— DATASET RECORDS —
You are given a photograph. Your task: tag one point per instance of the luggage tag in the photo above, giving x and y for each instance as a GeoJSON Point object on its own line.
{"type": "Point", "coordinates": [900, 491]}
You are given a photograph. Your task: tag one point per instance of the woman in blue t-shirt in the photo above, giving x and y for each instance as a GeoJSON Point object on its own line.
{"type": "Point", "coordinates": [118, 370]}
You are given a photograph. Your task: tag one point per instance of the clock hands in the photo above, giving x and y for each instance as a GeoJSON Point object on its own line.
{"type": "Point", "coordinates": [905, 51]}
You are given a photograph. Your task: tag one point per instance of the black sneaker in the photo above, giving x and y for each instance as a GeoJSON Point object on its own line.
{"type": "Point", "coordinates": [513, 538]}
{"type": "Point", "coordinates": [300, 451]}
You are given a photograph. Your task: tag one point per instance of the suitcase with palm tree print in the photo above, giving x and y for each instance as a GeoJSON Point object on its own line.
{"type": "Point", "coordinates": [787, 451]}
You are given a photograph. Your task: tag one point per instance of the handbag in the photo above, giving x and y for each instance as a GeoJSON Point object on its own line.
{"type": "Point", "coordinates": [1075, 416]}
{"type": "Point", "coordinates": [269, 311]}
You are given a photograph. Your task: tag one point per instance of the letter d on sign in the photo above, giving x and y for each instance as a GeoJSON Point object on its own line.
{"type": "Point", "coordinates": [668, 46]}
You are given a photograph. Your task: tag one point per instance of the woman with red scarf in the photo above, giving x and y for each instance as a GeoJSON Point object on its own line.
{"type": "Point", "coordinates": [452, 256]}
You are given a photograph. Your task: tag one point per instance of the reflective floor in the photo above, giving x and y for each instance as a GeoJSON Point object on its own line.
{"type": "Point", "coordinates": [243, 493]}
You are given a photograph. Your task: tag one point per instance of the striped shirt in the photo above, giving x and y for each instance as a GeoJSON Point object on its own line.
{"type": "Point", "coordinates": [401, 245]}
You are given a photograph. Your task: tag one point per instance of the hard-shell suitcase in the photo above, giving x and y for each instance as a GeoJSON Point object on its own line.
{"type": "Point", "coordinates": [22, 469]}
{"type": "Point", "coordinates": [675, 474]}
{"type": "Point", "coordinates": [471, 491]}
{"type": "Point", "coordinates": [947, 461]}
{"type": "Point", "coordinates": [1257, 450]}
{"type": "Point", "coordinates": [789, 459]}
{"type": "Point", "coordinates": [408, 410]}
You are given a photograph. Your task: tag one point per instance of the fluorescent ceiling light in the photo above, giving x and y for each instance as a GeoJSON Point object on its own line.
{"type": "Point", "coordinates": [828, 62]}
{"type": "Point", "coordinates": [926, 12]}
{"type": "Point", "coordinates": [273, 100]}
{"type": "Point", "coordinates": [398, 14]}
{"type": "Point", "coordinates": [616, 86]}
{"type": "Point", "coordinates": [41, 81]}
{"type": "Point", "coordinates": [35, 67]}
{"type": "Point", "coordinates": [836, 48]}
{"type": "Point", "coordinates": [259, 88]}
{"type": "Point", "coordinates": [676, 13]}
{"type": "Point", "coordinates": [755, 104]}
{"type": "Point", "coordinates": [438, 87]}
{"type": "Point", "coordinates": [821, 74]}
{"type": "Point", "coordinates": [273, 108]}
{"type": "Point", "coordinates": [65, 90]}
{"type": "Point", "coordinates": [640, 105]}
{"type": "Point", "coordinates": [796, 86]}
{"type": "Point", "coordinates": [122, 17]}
* * *
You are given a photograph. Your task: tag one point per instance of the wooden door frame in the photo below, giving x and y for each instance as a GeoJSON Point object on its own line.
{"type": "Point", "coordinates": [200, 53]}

— WORK TO BE COMPLETED —
Pick out every line in both blocks above that contains the word "woman", and copy each of those lines.

— SOLUTION TO THIS EXERCISE —
You are given a photograph. Your task: tag one point per instance of the woman in blue t-shirt in the photo above, giving x and y for each instance as a GeoJSON Point object on its own line.
You are given a photograph. Your task: tag one point per instance of the woman with red scarf in the photo above, giving x and y for each instance as a GeoJSON Point object on its own line.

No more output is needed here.